> Task to complete
Every line in the records below that holds "yellow" must be identified and copied.

(Records contained in a dataset)
---*---
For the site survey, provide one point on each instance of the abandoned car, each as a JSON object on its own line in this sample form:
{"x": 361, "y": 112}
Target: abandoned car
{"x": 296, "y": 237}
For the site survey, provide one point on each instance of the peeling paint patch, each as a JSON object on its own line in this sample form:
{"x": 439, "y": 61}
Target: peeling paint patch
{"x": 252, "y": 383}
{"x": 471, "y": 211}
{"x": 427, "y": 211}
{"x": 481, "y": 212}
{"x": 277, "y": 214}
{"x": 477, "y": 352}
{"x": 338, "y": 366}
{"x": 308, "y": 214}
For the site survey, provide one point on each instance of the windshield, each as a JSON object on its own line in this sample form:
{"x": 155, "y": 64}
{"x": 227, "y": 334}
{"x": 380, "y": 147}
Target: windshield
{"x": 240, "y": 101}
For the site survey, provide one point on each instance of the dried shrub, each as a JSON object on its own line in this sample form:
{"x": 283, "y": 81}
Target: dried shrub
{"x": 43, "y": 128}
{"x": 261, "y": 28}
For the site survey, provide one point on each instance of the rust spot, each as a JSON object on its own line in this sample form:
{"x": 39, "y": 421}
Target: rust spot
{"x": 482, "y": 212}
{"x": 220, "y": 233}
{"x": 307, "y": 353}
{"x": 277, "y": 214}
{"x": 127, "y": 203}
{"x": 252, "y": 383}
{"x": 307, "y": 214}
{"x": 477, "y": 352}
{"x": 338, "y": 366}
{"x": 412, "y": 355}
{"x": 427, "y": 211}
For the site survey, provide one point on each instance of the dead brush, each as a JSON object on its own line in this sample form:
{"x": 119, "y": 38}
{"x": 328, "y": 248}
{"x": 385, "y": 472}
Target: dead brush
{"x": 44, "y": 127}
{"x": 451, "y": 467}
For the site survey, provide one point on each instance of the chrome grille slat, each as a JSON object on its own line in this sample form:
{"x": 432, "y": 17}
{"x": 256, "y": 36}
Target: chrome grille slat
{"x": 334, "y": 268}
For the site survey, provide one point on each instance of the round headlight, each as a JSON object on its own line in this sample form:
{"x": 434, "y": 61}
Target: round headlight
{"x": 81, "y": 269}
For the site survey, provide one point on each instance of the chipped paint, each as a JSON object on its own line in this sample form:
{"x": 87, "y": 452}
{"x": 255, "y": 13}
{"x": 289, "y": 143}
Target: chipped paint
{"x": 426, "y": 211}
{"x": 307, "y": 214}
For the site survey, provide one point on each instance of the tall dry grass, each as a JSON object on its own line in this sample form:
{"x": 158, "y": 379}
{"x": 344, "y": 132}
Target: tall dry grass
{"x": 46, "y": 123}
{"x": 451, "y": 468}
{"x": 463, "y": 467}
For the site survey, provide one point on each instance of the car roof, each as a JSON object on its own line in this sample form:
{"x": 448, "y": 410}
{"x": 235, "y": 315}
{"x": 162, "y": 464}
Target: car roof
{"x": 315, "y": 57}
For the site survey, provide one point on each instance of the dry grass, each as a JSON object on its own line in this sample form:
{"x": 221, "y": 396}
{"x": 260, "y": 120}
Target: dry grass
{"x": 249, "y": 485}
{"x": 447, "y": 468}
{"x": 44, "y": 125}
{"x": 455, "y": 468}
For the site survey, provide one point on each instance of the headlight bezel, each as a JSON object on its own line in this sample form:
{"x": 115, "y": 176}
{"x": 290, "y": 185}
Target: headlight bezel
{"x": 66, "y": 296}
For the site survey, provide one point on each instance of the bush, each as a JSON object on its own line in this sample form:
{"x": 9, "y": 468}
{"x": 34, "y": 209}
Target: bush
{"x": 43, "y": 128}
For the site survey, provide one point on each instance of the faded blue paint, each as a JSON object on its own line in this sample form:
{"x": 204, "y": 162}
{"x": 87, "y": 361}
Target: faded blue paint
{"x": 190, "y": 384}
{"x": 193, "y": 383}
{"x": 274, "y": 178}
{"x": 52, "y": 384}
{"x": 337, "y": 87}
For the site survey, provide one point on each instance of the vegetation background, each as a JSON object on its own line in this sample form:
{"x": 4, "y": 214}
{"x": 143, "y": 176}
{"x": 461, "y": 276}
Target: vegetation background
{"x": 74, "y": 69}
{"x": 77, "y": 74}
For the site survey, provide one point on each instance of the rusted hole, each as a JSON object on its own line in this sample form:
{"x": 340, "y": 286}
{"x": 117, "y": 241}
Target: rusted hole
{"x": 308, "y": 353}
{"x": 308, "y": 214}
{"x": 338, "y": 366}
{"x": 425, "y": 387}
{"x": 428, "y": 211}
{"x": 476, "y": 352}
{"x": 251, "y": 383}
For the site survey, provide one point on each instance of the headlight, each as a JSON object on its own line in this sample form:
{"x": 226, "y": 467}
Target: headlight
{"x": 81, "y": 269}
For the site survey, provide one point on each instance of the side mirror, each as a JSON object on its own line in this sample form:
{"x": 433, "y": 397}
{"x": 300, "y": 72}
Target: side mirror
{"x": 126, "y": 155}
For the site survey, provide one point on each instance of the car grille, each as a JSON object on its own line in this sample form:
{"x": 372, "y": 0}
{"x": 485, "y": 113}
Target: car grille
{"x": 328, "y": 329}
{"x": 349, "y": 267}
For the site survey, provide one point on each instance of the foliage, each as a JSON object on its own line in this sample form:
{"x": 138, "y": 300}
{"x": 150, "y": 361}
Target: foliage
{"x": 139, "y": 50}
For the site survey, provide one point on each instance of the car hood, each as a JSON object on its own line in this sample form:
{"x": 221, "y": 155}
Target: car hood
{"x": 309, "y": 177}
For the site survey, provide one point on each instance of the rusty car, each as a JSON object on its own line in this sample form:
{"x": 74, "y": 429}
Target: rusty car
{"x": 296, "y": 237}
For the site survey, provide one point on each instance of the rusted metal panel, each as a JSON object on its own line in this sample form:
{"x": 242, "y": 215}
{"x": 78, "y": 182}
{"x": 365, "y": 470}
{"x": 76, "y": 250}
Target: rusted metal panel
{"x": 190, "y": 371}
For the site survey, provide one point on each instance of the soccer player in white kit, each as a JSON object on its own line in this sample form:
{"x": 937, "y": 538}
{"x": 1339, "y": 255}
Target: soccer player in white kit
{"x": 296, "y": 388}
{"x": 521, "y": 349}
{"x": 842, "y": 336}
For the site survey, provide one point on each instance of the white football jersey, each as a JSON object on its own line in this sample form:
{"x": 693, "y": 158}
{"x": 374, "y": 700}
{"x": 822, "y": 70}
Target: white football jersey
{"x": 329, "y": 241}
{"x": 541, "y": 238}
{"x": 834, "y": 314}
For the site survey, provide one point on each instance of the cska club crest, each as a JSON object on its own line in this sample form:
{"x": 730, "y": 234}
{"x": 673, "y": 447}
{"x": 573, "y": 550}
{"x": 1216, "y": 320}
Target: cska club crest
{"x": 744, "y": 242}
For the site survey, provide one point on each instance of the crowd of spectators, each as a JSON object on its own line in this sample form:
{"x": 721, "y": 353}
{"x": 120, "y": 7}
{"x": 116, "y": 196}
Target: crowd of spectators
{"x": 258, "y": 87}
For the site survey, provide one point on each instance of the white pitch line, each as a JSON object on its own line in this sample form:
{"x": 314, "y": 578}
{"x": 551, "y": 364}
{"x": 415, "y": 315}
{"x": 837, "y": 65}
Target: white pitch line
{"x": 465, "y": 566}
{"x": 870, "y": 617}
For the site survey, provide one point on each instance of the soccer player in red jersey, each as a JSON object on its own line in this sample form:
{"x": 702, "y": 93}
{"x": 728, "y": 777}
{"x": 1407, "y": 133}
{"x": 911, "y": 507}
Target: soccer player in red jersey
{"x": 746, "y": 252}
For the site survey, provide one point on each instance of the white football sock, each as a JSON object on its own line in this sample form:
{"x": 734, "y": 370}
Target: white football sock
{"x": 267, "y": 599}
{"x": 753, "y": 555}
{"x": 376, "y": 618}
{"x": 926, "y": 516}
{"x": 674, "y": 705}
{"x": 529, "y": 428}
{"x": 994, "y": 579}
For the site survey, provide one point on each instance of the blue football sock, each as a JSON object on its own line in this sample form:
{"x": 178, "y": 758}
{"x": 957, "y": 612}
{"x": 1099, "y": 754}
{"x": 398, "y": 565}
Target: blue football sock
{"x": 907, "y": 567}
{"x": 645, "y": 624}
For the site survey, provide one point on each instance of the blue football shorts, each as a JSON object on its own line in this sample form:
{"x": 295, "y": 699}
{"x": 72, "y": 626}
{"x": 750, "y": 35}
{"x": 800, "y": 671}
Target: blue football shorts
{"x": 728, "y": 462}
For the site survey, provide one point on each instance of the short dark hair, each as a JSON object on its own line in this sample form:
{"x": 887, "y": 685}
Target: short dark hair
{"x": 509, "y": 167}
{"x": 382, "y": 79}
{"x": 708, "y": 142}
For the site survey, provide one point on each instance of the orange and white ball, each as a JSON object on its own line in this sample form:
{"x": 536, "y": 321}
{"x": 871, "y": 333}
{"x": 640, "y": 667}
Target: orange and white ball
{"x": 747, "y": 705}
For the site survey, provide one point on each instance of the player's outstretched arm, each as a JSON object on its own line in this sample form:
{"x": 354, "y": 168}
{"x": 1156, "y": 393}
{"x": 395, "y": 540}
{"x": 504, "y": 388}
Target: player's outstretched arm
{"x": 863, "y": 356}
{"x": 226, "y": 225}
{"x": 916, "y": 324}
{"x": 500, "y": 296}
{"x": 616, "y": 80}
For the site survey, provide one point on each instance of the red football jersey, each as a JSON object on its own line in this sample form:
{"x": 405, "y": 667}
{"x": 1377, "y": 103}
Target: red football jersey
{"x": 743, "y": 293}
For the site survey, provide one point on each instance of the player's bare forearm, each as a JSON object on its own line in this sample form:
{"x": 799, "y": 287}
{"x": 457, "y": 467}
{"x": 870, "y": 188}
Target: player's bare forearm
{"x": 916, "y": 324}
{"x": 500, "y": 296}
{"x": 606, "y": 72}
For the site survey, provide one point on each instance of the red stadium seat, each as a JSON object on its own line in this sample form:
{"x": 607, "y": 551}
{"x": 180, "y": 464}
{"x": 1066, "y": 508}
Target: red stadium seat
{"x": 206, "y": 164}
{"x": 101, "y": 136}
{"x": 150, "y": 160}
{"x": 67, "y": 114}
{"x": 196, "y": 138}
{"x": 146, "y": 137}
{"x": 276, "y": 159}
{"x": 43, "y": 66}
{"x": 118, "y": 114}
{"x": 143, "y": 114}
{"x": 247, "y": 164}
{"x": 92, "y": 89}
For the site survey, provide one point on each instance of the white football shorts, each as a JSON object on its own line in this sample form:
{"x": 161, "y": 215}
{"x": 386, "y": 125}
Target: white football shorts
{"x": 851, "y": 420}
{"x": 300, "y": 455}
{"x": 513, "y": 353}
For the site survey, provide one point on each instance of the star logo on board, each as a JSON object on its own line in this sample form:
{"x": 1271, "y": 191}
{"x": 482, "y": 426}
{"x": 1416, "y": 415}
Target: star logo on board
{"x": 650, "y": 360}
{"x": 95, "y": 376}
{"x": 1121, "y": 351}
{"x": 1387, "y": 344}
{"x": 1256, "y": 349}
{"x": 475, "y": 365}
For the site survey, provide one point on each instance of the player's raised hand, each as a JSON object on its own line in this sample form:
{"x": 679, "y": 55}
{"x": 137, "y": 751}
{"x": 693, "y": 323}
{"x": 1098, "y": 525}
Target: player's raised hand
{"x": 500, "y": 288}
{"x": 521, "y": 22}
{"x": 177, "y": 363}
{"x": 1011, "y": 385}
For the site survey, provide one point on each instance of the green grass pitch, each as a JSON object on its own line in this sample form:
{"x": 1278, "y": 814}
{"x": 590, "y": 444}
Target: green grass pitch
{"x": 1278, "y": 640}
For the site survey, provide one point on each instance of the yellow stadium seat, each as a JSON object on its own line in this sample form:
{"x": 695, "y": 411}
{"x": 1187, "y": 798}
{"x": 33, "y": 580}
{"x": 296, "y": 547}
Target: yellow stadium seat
---*---
> Exercise output
For the site survey, provide one point on each instance of the yellow stadium seat, each as a JSON object on its own line in this sample form:
Target: yellow stadium seat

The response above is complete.